What to produce:
Which lines in the data below contain the string "query"? Pull out every one of them and copy each in full.

Data entries:
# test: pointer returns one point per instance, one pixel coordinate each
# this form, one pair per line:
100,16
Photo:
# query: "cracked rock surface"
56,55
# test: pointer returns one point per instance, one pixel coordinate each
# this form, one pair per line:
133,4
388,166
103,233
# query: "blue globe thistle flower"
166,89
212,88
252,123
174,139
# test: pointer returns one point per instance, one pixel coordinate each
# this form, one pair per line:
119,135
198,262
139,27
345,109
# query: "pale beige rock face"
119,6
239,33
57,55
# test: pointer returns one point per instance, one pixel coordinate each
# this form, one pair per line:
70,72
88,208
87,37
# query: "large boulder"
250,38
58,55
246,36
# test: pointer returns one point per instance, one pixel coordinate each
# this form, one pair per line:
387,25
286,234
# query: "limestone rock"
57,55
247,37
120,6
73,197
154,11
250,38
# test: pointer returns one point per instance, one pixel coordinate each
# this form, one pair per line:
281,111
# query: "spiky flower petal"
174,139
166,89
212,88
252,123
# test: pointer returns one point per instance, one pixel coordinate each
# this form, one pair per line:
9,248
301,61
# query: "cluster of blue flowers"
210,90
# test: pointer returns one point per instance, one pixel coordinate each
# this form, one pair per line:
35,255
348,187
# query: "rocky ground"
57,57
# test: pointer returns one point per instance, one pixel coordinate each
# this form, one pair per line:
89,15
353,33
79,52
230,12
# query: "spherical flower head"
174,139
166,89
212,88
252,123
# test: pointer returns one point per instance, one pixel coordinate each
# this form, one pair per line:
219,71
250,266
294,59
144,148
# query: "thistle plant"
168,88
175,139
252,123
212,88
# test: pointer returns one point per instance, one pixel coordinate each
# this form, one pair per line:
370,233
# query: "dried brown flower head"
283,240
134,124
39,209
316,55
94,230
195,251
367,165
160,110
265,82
* * *
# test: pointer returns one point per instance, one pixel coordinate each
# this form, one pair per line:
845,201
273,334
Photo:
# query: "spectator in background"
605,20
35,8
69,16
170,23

Solution to this exercise:
# query: "cracked rock surface"
# query: "blue globe thistle flower"
# query: "pale beige rock face"
# query: "large boulder"
# query: "limestone rock"
# query: "spiky flower petal"
# query: "cluster of blue flowers"
# query: "rocky ground"
# query: "spherical flower head"
# query: "thistle plant"
# query: "dried brown flower head"
# query: "spectator in background"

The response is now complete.